Two lines in the data below mark the range: the one with "Target: dark work jacket" and the one with "-- sample [899,41].". Return both, along with every line between them, exactly.

** Data for this task follows **

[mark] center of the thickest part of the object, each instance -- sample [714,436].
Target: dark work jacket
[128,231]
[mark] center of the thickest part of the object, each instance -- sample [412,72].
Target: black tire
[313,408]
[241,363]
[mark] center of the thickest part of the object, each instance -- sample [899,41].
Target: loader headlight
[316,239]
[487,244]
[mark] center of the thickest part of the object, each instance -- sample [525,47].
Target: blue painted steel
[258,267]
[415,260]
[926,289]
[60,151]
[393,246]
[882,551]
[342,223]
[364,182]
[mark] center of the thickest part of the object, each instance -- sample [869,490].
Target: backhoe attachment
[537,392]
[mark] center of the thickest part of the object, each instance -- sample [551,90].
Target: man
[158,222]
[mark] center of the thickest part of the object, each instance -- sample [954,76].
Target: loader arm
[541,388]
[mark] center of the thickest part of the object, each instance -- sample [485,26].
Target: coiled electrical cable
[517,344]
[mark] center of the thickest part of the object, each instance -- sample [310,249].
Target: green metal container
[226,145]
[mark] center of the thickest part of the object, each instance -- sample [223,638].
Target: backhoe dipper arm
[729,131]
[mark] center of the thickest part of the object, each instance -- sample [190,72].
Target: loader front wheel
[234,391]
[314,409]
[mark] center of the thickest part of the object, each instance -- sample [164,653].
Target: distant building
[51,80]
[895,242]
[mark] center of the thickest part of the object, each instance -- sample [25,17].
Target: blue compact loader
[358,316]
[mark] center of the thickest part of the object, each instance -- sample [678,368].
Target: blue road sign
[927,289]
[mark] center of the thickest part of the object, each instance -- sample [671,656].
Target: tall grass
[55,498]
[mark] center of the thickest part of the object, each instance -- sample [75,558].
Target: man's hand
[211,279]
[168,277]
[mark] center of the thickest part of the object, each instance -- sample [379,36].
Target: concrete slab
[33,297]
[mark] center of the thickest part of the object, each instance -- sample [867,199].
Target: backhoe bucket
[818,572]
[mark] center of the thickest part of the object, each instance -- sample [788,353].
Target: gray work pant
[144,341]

** End of Data for this task **

Answer area:
Target: dark work jacket
[128,231]
[mark] center of the thickest part of the object, each instance -- sample [412,72].
Target: black tire
[313,408]
[241,363]
[mark] center of the thickest part of the object, each instance -- sample [899,41].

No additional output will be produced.